Copy the records below word for word, leaving out the pictures.

○ ○ ○ ○

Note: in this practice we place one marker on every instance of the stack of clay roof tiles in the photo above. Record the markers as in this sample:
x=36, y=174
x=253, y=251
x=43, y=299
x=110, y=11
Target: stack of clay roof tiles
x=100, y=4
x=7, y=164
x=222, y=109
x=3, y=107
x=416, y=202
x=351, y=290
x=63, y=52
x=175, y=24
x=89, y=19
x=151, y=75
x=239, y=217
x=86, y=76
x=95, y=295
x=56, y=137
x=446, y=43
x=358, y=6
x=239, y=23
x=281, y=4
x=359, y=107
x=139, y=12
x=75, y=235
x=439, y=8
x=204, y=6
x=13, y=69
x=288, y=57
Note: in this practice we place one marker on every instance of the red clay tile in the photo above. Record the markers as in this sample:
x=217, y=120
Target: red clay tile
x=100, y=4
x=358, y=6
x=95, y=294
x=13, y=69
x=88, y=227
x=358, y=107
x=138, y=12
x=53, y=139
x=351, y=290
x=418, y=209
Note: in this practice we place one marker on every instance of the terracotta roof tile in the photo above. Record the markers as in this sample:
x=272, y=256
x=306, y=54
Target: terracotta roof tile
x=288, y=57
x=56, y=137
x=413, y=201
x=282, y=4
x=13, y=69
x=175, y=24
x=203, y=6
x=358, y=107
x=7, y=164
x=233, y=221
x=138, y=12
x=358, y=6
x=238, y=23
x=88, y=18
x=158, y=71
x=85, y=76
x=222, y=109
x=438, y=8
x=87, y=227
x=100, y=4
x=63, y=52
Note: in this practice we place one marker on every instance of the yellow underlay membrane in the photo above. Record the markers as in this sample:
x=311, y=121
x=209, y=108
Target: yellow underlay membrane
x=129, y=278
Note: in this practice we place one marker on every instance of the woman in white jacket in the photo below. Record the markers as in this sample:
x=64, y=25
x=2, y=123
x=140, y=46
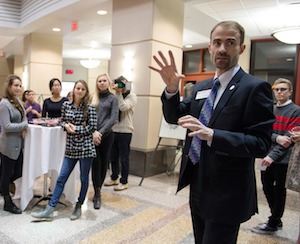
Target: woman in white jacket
x=13, y=129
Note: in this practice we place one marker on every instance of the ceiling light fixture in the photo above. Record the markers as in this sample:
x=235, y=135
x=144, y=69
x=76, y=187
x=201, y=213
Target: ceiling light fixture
x=55, y=29
x=90, y=63
x=102, y=12
x=289, y=35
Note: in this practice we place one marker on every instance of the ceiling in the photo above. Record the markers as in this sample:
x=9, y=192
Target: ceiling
x=259, y=18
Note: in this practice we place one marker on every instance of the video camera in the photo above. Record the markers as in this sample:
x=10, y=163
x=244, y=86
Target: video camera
x=121, y=84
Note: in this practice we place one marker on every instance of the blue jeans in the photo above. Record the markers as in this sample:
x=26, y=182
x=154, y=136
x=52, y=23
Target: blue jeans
x=120, y=150
x=66, y=169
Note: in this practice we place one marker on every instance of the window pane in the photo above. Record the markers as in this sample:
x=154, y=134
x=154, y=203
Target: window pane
x=274, y=55
x=207, y=65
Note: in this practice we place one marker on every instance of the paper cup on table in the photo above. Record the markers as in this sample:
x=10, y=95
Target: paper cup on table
x=259, y=165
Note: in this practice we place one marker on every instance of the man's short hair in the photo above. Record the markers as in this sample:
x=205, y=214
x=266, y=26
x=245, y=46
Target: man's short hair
x=234, y=25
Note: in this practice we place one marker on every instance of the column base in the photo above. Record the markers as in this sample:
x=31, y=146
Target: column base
x=159, y=163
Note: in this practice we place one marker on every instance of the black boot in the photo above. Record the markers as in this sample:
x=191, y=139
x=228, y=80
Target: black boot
x=10, y=206
x=97, y=199
x=77, y=212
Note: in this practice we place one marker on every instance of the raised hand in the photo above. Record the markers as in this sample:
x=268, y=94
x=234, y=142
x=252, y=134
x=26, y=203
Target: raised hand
x=168, y=72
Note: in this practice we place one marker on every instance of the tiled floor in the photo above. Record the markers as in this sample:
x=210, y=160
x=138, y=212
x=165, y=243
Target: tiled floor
x=150, y=213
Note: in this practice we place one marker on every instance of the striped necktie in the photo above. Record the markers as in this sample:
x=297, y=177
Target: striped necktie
x=205, y=115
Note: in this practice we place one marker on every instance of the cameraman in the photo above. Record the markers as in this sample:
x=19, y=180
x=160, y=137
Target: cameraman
x=122, y=134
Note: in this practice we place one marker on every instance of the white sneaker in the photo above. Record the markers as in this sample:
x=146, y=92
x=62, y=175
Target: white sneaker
x=121, y=187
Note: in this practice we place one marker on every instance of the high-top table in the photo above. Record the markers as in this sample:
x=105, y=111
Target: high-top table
x=44, y=151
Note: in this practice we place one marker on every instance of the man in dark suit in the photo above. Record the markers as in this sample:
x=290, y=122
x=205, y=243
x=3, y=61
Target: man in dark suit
x=222, y=181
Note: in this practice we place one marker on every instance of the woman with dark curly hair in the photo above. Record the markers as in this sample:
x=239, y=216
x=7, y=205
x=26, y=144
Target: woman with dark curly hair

○ ○ ○ ○

Correct output:
Note: in this practice we place one marker on every instance of the stack of clay roof tiles in the photo above. Record the markers as in this sample:
x=36, y=174
x=253, y=251
x=43, y=299
x=110, y=11
Target: stack of clay roof tiles
x=100, y=4
x=7, y=164
x=222, y=109
x=3, y=107
x=416, y=202
x=351, y=290
x=63, y=52
x=175, y=24
x=89, y=19
x=151, y=75
x=239, y=217
x=86, y=76
x=95, y=295
x=56, y=137
x=446, y=43
x=358, y=6
x=239, y=23
x=281, y=4
x=359, y=107
x=139, y=12
x=75, y=235
x=439, y=8
x=204, y=6
x=13, y=69
x=288, y=57
Note: in this practice we place one marker on every instance of the red clay tile in the photo above. Record the markers as in this sample:
x=217, y=120
Target: red clay tile
x=100, y=4
x=358, y=6
x=95, y=294
x=13, y=69
x=88, y=227
x=358, y=107
x=138, y=12
x=53, y=139
x=351, y=290
x=418, y=209
Note: in this practice we place one marker on every instance of the terracotta roof tile in the photo above. Record the markers as in this sample:
x=272, y=256
x=306, y=54
Target: terracotta roof tile
x=288, y=57
x=56, y=137
x=413, y=201
x=282, y=4
x=13, y=69
x=175, y=24
x=203, y=6
x=358, y=107
x=7, y=164
x=233, y=221
x=138, y=12
x=358, y=6
x=238, y=23
x=88, y=18
x=158, y=71
x=85, y=76
x=222, y=109
x=438, y=8
x=87, y=227
x=100, y=4
x=63, y=52
Note: in this practice we place one marker on every instance of the yellow underlay membrane in the photo above. Record the markers as in this sample:
x=311, y=121
x=209, y=108
Target: yellow underlay membrane
x=129, y=278
Note: in this practice we place one marker on every instance of the woman in white jacket in the photo below. Record the markers as in this sample:
x=64, y=25
x=2, y=123
x=140, y=46
Target: woman in white jacket
x=13, y=129
Note: in this practice we place one marker on every instance of the ceiling light fixture in the photo above. Record the markers as in this sample:
x=235, y=135
x=144, y=69
x=76, y=187
x=201, y=213
Target: ceiling light fixture
x=55, y=29
x=90, y=63
x=102, y=12
x=289, y=35
Note: in this practice we place one marker on every instance of the ceiling in the photo above. Record the markers as in this sample:
x=9, y=192
Target: ceiling
x=259, y=18
Note: in this practice we place one marker on every instance of the video camera in the photo above. Record the markers as in this sample:
x=10, y=163
x=244, y=86
Target: video camera
x=121, y=84
Note: in this practice we place one marker on every instance of the blue jeans in the photo above. Record the markers as in this sample:
x=26, y=182
x=154, y=136
x=52, y=23
Target: blue jeans
x=120, y=150
x=66, y=169
Note: in this practice we place one marker on every instance of the window pane in the photo above. Record the markers as in this sample:
x=154, y=134
x=154, y=203
Target: window pane
x=274, y=55
x=207, y=65
Note: in this practice we place one marker on every instance of the paper cup on table in the photo above. Record the markers as in this sample:
x=10, y=95
Target: paper cup on table
x=259, y=165
Note: in this practice we place one marker on every instance of the man's short hair in the photo above. Record the markers as in this sample:
x=205, y=214
x=266, y=26
x=245, y=46
Target: man's short hair
x=234, y=25
Note: in this practice we place one marker on every instance of the column base in the photo above. Record the markers as in this sample:
x=31, y=146
Target: column base
x=159, y=163
Note: in this practice we place one marker on every instance of the black boot in the photo above. Record the markers as in this sample:
x=191, y=139
x=228, y=80
Target: black boot
x=10, y=206
x=97, y=199
x=77, y=212
Note: in this practice we place one marker on every instance of the raised hand in the photo above. Record the markers as in this sample:
x=268, y=94
x=234, y=142
x=252, y=134
x=26, y=203
Target: raised hand
x=168, y=72
Note: in this practice we place one marker on every instance of the tiled floor in the photo above. Record the markers as in this sample:
x=210, y=160
x=138, y=212
x=165, y=243
Target: tiled floor
x=150, y=213
Note: in this practice we place one marker on every instance of the striped necktie in the photo above. Record the markers as in this sample:
x=297, y=177
Target: striped necktie
x=205, y=115
Note: in this practice we place one marker on every instance of the cameraman in the photo above. Record the markers as in this sample:
x=19, y=180
x=160, y=137
Target: cameraman
x=122, y=134
Note: in this practice we place one marker on every instance of the white sneaker in the photo above. Record the markers as in this sample:
x=146, y=92
x=62, y=175
Target: white sneaker
x=121, y=187
Note: in this practice we place one marker on every instance of the high-top table in the photo above. Record the markers as in this sample:
x=105, y=111
Target: high-top table
x=44, y=151
Note: in this practice we place one marker on every instance of the man in dark suit in the photo above. Record the markers as in this sample:
x=290, y=122
x=205, y=243
x=3, y=61
Target: man in dark suit
x=222, y=181
Note: in this practice we place one marker on every instance of the woman with dark curly hair in the photo above. Record the markers as in this sample:
x=239, y=216
x=7, y=205
x=26, y=144
Target: woman with dark curly hair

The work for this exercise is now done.